#### WHAT IS BEING ASKED:
Copy the lines from the one holding "like x=334, y=590." through the one holding "x=797, y=446", both included, swapping "Target" for "Subject" and leaving everything else the same.
## begin
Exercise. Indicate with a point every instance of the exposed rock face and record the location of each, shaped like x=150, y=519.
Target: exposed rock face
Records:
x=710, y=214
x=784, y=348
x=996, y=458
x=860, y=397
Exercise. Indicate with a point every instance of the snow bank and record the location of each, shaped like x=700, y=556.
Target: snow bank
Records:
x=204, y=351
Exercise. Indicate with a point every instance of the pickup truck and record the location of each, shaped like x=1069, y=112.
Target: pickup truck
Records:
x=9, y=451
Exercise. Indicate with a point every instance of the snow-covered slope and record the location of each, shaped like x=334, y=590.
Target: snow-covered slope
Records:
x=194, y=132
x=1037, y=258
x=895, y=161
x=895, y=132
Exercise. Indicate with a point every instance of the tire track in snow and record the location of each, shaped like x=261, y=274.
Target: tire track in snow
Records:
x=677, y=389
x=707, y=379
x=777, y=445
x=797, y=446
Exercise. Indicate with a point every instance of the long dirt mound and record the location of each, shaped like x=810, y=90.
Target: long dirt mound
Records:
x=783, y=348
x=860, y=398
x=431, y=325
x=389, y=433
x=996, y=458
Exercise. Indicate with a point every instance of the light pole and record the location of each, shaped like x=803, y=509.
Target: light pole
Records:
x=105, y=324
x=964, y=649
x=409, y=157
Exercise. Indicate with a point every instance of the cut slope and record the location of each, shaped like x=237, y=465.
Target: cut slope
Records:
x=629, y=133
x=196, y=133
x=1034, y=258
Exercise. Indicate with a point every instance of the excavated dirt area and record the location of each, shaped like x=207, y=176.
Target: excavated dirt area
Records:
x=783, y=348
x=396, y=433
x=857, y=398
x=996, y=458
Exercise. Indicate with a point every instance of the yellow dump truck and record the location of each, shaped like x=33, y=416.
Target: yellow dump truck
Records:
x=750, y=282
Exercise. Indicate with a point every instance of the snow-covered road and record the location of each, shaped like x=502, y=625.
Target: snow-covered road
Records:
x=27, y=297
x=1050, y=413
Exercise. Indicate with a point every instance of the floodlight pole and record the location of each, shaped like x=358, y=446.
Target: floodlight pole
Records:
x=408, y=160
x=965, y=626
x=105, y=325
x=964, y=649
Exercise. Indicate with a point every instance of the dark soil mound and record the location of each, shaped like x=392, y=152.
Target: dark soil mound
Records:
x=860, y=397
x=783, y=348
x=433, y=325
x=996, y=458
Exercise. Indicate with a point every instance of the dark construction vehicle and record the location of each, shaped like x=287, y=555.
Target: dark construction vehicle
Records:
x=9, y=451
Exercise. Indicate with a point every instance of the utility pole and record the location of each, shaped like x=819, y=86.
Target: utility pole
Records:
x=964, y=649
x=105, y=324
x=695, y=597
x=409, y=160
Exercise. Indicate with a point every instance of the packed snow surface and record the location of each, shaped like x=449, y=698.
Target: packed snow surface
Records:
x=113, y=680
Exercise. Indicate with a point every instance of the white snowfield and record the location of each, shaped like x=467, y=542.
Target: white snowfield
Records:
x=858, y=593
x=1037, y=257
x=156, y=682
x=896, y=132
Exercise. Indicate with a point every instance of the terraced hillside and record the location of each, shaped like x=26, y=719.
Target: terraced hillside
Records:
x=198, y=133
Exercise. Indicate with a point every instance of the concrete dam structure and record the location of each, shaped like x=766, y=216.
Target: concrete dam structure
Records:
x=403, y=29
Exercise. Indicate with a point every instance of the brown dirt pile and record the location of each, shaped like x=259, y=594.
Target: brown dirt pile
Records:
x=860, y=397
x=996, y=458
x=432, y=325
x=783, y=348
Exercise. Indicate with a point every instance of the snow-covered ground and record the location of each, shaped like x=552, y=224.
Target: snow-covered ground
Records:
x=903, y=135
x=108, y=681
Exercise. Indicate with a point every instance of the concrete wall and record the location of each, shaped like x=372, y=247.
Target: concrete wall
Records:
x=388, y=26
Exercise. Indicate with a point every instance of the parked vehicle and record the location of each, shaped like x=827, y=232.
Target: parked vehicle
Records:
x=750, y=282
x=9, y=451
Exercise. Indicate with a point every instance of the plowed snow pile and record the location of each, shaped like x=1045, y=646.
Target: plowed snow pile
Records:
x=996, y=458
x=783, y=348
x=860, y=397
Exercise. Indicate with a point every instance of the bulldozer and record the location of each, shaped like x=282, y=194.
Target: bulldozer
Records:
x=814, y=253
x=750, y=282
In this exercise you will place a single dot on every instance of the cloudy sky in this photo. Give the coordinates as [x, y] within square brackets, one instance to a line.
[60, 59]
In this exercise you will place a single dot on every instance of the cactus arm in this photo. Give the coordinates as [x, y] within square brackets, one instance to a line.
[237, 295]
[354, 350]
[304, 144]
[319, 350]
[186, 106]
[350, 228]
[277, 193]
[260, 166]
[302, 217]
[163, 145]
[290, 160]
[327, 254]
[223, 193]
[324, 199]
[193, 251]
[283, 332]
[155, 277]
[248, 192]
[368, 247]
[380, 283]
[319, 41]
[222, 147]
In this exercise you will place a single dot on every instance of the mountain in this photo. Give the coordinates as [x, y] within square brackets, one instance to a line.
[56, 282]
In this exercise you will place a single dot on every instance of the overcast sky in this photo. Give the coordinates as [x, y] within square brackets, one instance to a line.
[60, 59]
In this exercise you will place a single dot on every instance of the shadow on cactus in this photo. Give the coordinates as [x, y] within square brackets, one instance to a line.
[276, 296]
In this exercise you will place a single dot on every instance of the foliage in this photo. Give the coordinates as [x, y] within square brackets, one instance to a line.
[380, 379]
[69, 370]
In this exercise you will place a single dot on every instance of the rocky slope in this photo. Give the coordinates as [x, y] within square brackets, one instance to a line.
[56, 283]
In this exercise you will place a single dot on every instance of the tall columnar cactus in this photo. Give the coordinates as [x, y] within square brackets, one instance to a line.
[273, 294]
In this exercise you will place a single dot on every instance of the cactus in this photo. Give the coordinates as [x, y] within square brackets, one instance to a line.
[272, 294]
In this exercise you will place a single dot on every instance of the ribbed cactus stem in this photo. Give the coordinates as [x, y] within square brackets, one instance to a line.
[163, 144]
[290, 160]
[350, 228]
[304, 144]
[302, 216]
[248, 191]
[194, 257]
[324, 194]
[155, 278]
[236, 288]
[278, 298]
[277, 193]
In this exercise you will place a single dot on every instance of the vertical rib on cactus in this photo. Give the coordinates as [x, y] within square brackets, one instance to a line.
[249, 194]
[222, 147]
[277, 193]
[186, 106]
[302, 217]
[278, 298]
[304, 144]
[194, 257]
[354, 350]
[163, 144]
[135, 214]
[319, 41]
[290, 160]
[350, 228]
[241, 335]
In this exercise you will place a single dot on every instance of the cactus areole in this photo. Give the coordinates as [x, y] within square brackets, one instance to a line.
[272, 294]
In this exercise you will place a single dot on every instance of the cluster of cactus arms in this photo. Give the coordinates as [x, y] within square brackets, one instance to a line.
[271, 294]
## end
#### OUTPUT:
Exercise. Indicate with a point every instance of the snow-covered slope and record the location of each, shaped like x=334, y=590.
Subject: snow-covered slope
Records:
x=194, y=132
x=1037, y=258
x=895, y=161
x=895, y=132
Exercise. Indicate with a point every instance of the tire track in snow and record the location of each, shaped like x=261, y=274.
Subject: tire track in snow
Records:
x=677, y=389
x=707, y=379
x=777, y=445
x=797, y=446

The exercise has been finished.